### Da svolgere
- A) Rispondi in base al testo sull'apprendistato:
(i) Qual è il rapporto massimo consentito tra il numero complessivo di apprendisti e le maestranze specializzate e qualificate?
(ii) Nei 36 mesi precedenti, con quale percentuale minima di apprendisti i datori di lavoro con più di 50 dipendenti devono aver proseguito il rapporto per assumerne di nuovi con contratto professionalizzante?
(iii) Con quale importo sono retribuite le ore di formazione a carico del datore di lavoro nell'apprendistato di alta formazione e ricerca?
- B) Duplica il passo del testo sull'apprendistato da "È consentito che" fino a "specializzate e qualificate." incluso.

### Sezione del documento

........

È consentito che gli apprendisti vengano “indirettamente” assunti tramite le agenzie di somministrazione di lavoro, con una ulteriore valorizzazione della funzione di quest’ultima, anche se limitata, in questo caso, alla sola forma della somministrazione a tempo indeterminato. Il numero complessivo di apprendisti non può superare il rapporto di 3 a 2 rispetto alle maestranze specializzate e qualificate.

Tuttavia: nel caso di datori di lavoro che occupino meno di 10 lavoratori, il numero degli apprendisti non può superare quello delle predette maestranze; nel caso di datore di lavoro che non abbia lavoratori qualificati o specializzati, o ne abbia in numero inferiore a 3, gli apprendisti possono essere assunti in numero non superiore a 3. Inoltre, salvi diversi limiti previsti dai contratti collettivi, è previsto che i datori di lavoro con più di 50 dipendenti possono assumere nuovi apprendisti con contratto professionalizzante a condizione che, nei 36 mesi precedenti, abbiano proseguito il rapporto di lavoro al termine del periodo di apprendistato con almeno il 20% degli apprendisti precedentemente assunti.

Nel caso la percentuale non sia stata rispettata, è consentita l’assunzione di un solo apprendista con contratto professionalizzante. Gli apprendisti “assunti in violazione di tale disposizioni sono considerati ordinari” lavoratori subordinati a tempo indeterminato sin dalla data di costituzione del rapporto. Per ciascuna delle tre diverse tipologie di apprendistato sono dettate, poi, disposizioni specifiche che regolano i limiti di età dei soggetti che possono essere assunti come apprendisti, la durata del periodo di apprendistato, i principi riguardanti la regolamentazione dei profili formativi e il raccordo tra le diverse competenze e le attività formative previste, a seconda che queste siano svolte all’esterno o all’interno dell’azienda.

Per assicurare i livelli essenziali delle prestazioni, gli standard formativi sono definiti con decreto ministeriale, previa intesa in sede di Conferenza permanente per i rapporti tra lo Stato, le regioni e le provincie autonome di Trento e Bolzano. Numerosi e incisivi sono i benefici con i quali la legge intende promuovere la diffusione dell’apprendistato. C’è la possibilità del “sottoinquadramento” dell’apprendista e del “rirproporzionamento” della retribuzione in relazione all’anzianità di servizio.

Si aggiunga che, per l’apprendistato per la qualifica e il diploma professionale, il diploma di istruzione secondaria superiore e il certificato di specializzazione tecnica superiore, e per l’apprendistato di alta formazione e ricerca, le ore di formazione a carico del datore di lavoro sono retribuite con un importo pari al 10% di quello che sarebbe dovuto, mentre è escluso ogni obbligo retributivo per le ore di formazione svolte presso la istituzione formativa.

........

(Voci di annotazione per segmentazione)

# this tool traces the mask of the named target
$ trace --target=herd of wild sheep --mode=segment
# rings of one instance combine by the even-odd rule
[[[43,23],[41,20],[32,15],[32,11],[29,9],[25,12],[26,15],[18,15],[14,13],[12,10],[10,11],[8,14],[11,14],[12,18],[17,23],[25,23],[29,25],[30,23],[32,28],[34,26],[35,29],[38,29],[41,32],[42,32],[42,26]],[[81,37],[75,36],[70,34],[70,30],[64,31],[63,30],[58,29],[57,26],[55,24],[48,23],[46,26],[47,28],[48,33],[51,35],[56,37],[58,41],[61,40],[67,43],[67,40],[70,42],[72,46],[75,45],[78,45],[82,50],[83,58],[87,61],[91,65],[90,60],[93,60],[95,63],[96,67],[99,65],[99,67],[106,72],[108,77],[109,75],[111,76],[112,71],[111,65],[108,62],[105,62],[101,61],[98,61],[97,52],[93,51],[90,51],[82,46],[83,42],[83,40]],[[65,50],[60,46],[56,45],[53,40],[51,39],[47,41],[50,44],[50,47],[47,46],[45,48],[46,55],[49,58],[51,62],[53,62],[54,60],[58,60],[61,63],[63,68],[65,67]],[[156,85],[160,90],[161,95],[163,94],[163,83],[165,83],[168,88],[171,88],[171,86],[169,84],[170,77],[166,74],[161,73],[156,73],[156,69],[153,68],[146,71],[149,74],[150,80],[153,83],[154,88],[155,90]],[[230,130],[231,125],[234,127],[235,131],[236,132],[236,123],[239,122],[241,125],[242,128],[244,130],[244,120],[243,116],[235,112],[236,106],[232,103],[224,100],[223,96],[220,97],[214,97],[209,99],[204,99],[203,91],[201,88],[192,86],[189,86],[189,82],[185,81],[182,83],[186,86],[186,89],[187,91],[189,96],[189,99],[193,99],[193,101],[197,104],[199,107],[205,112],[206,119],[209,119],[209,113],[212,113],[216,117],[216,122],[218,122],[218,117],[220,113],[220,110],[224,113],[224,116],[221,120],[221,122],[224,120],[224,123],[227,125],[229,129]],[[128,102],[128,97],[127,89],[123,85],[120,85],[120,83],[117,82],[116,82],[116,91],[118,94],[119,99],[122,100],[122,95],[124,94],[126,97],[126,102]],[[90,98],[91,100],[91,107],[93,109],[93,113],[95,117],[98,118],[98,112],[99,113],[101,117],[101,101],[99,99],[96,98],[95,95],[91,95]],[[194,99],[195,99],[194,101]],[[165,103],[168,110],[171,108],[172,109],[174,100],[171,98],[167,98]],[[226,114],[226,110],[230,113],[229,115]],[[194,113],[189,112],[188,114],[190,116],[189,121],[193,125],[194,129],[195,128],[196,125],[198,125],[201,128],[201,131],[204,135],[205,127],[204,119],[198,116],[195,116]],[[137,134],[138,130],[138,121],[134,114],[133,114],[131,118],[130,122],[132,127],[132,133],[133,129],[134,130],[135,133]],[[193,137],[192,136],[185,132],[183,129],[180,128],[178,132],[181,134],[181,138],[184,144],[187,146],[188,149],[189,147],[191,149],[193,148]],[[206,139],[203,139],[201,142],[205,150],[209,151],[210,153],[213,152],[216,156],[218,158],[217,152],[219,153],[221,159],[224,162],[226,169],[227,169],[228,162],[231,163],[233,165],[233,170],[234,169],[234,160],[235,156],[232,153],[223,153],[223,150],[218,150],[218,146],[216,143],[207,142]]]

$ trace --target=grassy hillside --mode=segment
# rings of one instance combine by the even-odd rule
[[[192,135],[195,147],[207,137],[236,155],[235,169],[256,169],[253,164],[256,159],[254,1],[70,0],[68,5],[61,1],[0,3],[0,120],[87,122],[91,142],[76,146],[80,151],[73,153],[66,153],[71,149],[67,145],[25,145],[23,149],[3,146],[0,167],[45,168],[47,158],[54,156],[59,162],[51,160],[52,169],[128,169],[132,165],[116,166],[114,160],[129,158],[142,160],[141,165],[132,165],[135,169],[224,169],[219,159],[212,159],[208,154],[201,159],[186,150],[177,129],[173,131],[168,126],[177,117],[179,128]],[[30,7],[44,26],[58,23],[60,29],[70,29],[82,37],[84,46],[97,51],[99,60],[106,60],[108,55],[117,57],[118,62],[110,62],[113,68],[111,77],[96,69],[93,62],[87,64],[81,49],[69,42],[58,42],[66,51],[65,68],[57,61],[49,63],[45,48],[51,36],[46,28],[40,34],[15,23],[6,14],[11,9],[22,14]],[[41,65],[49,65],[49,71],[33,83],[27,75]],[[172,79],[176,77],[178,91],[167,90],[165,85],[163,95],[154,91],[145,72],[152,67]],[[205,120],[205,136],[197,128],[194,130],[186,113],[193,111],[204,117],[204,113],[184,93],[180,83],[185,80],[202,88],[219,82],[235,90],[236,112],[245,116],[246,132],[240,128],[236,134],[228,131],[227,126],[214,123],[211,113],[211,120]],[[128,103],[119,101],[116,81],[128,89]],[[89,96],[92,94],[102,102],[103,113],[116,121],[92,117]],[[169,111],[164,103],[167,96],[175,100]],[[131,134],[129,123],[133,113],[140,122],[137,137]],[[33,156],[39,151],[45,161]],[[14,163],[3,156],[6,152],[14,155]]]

........

### Risposte ai quesiti
- A)
(i) 3 a 2.
(ii) Almeno il 20%.
(iii) Con un importo pari al 10% di quello che sarebbe dovuto.

- B)
È consentito che gli apprendisti vengano “indirettamente” assunti tramite le agenzie di somministrazione di lavoro, con una ulteriore valorizzazione della funzione di quest’ultima, anche se limitata, in questo caso, alla sola forma della somministrazione a tempo indeterminato. Il numero complessivo di apprendisti non può superare il rapporto di 3 a 2 rispetto alle maestranze specializzate e qualificate.